SUPPLIED INFORMATION:

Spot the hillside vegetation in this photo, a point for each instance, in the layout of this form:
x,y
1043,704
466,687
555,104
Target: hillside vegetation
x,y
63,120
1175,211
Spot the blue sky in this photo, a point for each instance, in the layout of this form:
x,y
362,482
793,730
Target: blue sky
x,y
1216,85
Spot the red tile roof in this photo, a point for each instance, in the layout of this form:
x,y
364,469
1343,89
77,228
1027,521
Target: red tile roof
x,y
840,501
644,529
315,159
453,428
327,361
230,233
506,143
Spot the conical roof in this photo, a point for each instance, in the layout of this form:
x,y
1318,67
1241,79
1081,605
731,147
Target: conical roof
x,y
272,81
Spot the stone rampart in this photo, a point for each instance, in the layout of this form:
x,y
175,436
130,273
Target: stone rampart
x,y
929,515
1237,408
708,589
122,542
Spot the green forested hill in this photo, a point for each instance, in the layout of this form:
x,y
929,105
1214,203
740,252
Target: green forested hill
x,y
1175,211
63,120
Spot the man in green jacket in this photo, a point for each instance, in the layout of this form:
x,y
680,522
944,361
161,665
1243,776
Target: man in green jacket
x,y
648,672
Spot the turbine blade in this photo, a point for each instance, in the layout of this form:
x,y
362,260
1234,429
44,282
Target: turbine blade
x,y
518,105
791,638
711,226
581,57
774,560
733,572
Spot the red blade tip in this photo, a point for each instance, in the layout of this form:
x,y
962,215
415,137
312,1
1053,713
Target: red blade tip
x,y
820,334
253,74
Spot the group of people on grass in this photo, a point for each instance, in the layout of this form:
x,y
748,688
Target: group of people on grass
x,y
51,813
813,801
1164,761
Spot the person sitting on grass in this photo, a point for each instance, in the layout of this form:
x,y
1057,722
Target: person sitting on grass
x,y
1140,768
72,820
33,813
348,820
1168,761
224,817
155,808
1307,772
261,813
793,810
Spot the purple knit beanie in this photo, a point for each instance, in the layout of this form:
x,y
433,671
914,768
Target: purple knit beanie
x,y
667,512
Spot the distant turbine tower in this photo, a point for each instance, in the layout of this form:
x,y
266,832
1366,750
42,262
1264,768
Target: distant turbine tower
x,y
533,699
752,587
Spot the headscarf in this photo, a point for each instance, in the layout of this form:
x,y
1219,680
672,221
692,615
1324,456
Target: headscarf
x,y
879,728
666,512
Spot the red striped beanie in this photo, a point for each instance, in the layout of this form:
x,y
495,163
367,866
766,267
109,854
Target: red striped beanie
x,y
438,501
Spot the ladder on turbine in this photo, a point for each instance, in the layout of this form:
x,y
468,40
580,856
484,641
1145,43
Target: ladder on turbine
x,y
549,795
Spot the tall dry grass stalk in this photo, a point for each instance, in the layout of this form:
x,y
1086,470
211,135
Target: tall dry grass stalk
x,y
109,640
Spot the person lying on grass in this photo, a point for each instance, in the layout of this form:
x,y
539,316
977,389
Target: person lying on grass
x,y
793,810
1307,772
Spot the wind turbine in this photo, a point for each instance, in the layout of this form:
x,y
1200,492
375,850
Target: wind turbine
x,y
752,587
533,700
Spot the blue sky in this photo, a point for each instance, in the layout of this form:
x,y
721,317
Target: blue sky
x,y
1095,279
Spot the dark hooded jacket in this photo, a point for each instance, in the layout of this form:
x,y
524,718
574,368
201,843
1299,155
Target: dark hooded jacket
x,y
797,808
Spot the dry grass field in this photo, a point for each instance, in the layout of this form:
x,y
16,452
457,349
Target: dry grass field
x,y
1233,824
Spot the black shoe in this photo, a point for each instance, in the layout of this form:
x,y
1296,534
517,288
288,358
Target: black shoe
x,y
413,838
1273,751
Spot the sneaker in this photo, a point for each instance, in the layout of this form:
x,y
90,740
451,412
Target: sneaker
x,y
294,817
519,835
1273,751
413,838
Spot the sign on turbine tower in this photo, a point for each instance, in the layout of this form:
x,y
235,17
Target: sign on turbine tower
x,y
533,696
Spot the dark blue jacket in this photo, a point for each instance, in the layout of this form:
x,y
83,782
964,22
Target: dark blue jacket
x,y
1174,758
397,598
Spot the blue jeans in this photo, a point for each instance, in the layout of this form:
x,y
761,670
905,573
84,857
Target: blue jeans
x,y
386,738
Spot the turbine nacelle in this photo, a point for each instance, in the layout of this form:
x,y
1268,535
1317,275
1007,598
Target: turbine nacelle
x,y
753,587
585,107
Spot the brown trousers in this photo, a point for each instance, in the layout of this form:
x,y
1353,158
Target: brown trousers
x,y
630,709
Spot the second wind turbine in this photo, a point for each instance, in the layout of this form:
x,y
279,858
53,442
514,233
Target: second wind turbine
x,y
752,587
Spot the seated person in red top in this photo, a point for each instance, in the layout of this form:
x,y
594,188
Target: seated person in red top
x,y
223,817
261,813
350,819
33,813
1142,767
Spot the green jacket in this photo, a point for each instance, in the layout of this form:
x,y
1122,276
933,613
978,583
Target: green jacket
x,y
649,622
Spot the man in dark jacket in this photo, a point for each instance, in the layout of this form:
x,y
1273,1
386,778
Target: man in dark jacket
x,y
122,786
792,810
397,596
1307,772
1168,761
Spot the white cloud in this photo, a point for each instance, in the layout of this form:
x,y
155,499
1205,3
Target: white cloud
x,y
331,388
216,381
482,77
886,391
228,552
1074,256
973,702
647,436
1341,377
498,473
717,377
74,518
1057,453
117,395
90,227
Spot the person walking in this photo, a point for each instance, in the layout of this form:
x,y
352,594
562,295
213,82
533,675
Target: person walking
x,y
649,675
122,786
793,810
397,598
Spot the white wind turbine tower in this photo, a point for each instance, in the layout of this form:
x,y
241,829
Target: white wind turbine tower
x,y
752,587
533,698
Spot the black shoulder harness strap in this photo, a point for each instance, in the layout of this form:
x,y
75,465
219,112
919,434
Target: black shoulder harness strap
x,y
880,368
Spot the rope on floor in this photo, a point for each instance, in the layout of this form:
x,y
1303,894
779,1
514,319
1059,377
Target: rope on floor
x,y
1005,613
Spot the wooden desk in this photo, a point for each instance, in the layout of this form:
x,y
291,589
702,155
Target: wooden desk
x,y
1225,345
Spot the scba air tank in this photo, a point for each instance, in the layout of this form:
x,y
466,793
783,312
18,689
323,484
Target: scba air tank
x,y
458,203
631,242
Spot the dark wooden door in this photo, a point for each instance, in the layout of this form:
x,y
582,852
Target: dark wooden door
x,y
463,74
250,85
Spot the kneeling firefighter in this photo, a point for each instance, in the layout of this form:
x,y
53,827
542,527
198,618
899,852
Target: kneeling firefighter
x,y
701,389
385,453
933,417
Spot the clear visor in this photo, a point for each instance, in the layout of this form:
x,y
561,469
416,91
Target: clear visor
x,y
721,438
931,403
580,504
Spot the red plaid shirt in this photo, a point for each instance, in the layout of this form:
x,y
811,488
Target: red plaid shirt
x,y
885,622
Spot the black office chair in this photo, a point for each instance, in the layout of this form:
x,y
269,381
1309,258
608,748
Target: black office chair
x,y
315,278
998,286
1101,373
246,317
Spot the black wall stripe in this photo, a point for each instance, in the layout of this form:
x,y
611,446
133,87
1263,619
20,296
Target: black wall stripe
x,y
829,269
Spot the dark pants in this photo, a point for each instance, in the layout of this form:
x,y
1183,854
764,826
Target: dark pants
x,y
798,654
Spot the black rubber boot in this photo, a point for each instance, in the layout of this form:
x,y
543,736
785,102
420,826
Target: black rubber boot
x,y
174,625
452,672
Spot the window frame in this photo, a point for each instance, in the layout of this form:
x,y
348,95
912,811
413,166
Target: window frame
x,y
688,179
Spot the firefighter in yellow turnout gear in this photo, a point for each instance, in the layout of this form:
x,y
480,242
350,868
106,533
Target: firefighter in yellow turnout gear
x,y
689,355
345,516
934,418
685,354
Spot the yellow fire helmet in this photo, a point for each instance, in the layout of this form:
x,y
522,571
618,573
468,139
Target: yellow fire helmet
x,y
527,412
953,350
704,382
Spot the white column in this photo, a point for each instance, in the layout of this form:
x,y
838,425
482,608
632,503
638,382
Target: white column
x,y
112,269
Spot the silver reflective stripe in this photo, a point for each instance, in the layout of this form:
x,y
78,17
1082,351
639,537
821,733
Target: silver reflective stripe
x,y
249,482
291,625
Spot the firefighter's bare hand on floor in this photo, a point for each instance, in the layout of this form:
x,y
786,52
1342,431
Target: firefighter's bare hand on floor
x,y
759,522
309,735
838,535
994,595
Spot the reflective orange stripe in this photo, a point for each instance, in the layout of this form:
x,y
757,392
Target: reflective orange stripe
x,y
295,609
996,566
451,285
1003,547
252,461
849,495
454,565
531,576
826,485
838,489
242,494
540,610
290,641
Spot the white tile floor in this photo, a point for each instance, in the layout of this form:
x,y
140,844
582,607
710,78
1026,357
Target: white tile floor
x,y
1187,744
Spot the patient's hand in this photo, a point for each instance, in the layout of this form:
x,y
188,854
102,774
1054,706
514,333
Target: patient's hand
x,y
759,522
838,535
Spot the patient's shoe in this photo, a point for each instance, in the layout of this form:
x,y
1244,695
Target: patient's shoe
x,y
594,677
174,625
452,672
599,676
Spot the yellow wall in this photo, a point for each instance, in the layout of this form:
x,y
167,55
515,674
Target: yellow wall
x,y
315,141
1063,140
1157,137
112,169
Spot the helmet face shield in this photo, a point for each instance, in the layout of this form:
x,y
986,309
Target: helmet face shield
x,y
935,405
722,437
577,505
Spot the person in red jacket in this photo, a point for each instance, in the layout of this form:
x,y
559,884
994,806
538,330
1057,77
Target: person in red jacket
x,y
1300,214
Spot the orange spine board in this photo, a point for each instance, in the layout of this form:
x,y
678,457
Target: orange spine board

PROMPT: Begin with the line that contains "Spot the patient's shoe" and end with the last line of the records; set down every line in that span exactly, and nothing else.

RESULT OF THIS EXERCISE:
Spot the patient's shoe in this photo, a point for each instance, in the layout of this form:
x,y
1244,695
Target: patient's shoe
x,y
594,677
174,625
452,672
599,676
Spot the yellow wall in this photo, a point for each instance, in the layout of this form:
x,y
167,55
515,674
Target: yellow wall
x,y
315,141
1063,140
1157,137
112,169
Spot the helmet face shield in this photo, a point for each instance, in the layout of this form:
x,y
986,309
Target: helmet face shield
x,y
935,405
722,437
577,505
Spot the person in red jacket in this photo, a point for each instance, in the layout of this form:
x,y
559,884
994,806
538,330
1057,77
Target: person in red jacket
x,y
1300,214
Spot the orange spine board in this photo, a point for each instance, in the layout of this form:
x,y
678,457
Target: orange spine board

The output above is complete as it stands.